Exercise details:
Every line below between the one holding "Element lookup: the marching band member." and the one holding "Element lookup: the shadow on road.", inclusive, should be copied exactly, and no other line.

Exercise inputs:
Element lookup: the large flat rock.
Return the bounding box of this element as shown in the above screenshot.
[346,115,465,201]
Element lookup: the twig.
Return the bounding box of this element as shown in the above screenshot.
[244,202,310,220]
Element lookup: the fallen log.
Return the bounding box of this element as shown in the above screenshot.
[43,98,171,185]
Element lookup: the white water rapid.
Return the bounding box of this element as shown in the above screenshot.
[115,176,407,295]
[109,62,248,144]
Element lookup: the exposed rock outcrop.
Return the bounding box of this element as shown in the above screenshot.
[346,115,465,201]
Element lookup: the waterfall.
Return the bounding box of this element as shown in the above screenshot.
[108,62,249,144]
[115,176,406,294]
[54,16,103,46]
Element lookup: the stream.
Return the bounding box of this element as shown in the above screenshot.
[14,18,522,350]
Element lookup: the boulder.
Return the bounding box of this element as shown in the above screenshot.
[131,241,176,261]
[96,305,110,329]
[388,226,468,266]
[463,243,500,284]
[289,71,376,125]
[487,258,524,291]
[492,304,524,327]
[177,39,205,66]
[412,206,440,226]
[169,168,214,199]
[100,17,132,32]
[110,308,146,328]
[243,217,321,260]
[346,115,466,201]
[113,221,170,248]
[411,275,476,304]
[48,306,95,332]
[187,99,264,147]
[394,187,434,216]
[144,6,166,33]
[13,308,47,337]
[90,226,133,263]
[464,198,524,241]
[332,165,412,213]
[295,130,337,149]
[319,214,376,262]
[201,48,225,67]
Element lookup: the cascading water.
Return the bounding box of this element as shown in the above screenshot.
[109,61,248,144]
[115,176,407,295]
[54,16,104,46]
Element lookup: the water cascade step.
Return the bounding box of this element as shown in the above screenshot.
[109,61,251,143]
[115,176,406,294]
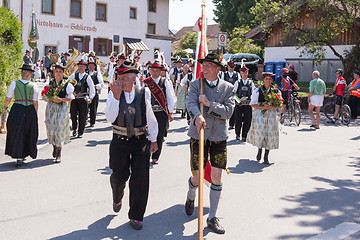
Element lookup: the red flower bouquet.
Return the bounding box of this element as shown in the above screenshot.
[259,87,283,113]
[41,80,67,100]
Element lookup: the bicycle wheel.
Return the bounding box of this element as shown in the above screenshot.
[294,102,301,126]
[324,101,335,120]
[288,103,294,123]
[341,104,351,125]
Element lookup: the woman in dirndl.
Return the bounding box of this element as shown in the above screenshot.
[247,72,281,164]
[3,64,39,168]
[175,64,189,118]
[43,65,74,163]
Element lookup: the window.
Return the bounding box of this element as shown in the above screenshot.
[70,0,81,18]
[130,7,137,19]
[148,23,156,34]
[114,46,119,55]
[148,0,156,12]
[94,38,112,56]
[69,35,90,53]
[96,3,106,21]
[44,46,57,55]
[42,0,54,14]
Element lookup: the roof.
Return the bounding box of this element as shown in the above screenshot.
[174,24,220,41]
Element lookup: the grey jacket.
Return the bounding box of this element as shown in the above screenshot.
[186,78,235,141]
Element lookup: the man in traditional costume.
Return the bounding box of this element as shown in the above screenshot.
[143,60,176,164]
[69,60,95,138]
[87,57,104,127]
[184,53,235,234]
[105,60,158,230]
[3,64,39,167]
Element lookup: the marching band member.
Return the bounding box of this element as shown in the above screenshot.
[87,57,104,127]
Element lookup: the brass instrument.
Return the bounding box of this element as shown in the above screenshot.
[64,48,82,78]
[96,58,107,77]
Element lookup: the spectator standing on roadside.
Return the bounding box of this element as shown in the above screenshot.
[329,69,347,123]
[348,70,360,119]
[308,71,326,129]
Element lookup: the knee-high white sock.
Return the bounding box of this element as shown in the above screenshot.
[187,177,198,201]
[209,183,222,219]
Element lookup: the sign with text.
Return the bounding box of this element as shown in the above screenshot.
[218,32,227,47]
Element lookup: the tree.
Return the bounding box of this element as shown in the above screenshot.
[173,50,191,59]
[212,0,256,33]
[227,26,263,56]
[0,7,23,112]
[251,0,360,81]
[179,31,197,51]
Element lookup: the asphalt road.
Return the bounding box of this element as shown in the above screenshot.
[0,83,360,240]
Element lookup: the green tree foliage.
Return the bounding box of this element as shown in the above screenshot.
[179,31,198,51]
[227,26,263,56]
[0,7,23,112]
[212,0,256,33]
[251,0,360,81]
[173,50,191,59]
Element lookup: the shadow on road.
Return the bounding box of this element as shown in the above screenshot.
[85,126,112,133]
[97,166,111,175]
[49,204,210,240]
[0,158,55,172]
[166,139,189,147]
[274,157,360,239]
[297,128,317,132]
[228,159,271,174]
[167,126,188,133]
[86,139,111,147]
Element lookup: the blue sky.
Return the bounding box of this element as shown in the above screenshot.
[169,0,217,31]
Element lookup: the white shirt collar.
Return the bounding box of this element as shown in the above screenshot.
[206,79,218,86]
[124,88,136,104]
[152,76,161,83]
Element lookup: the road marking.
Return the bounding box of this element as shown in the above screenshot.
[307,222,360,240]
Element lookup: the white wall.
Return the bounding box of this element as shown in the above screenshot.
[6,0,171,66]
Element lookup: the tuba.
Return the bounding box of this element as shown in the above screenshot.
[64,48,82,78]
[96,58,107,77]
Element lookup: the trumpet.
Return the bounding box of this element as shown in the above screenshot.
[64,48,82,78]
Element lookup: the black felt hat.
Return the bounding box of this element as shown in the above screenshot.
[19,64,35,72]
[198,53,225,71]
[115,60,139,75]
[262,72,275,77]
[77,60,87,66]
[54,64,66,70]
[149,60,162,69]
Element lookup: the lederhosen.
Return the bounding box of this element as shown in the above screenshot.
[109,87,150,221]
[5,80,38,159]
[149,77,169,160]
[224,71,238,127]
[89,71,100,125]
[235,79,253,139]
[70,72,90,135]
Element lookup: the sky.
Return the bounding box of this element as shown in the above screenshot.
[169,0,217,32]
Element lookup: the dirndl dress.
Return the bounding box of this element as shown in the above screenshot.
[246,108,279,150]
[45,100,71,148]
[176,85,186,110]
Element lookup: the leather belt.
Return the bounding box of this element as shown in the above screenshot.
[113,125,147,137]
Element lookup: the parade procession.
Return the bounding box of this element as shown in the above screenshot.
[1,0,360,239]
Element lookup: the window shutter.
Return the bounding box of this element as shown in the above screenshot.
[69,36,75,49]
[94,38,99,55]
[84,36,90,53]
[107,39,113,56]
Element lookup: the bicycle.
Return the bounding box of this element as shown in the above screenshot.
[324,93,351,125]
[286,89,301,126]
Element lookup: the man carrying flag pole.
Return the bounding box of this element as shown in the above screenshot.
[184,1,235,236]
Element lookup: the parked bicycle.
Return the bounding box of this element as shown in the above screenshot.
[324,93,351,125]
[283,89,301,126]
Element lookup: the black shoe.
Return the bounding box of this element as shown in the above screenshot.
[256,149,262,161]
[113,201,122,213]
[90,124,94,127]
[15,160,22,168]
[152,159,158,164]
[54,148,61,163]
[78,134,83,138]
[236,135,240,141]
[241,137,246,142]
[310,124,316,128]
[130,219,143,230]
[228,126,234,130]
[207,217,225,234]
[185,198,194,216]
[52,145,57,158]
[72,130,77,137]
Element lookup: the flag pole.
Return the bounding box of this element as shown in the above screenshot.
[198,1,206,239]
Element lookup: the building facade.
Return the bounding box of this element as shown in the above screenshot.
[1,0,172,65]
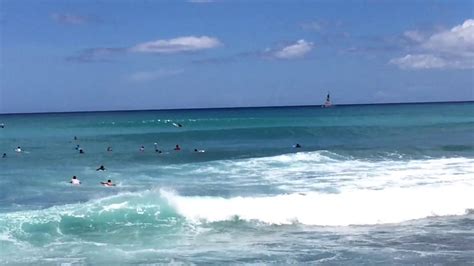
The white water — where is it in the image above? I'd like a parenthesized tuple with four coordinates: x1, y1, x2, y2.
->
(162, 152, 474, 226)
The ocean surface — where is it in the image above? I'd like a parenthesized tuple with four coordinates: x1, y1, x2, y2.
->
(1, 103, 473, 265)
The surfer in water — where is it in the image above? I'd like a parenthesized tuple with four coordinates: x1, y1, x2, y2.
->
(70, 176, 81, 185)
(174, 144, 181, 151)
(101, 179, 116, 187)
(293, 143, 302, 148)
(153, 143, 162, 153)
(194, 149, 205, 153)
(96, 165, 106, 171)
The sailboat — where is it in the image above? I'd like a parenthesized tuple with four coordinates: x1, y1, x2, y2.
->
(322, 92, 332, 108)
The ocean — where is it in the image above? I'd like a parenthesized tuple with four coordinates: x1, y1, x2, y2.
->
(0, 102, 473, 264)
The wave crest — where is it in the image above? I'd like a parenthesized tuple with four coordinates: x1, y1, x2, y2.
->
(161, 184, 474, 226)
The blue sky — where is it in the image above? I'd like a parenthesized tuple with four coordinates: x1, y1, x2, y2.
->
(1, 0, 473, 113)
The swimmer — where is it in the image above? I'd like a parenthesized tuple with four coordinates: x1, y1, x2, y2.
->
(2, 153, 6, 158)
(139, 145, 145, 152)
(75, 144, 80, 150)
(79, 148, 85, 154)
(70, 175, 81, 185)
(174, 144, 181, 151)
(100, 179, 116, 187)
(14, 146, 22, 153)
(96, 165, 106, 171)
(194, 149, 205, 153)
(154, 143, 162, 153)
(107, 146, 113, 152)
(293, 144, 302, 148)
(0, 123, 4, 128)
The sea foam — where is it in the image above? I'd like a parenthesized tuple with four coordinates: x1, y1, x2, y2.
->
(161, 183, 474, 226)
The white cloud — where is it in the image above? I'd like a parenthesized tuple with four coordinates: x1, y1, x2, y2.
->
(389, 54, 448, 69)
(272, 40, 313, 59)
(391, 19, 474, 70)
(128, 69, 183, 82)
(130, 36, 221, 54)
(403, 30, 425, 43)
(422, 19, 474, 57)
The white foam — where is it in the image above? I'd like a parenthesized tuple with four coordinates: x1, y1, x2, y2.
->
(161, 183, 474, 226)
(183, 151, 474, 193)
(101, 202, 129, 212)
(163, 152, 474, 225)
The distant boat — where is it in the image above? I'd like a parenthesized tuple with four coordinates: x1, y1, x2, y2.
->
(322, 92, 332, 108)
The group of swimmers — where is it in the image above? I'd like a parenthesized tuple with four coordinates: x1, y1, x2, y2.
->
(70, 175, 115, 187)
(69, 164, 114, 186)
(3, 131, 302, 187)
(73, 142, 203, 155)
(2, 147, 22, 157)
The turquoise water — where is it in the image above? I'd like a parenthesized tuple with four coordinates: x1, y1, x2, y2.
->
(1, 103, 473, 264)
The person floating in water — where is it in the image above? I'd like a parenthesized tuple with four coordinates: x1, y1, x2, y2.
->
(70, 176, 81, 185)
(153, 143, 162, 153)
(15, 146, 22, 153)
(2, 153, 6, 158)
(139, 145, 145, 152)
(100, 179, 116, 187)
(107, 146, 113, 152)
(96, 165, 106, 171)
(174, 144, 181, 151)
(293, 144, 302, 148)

Solution to this exercise:
Element lookup: the marching band member.
Return the bounding box of this element as shown in the above screenshot.
[87,57,104,127]
Element lookup: the brass instrument.
Return the bounding box of this element as shown in the above screenshot.
[64,48,82,78]
[96,58,107,77]
Element lookup: the spectator standing on roadside.
Return the bounding box of this element as shown in the above screenshot.
[329,69,347,123]
[348,70,360,119]
[308,71,326,129]
Element lookup: the knee-high white sock.
Return the bounding box of this element as shown in the above screenshot.
[187,177,198,201]
[209,183,222,219]
Element lookup: the sign with text.
Return the bounding box of this element as shown in the above screenshot.
[218,32,227,47]
Element lookup: the tree.
Return the bounding box of this element as shown in the above screenshot.
[173,50,191,59]
[212,0,256,33]
[227,26,263,56]
[0,7,23,112]
[251,0,360,81]
[179,31,197,51]
Element lookup: the asphalt road.
Return the bounding box of this element as shown in the above screenshot.
[0,83,360,240]
Element lookup: the green tree foliage.
Return the bounding box of this element as shown in the above screenshot.
[179,31,198,51]
[227,26,263,56]
[0,7,23,112]
[212,0,256,33]
[251,0,360,81]
[173,50,191,59]
Element lookup: the shadow on road.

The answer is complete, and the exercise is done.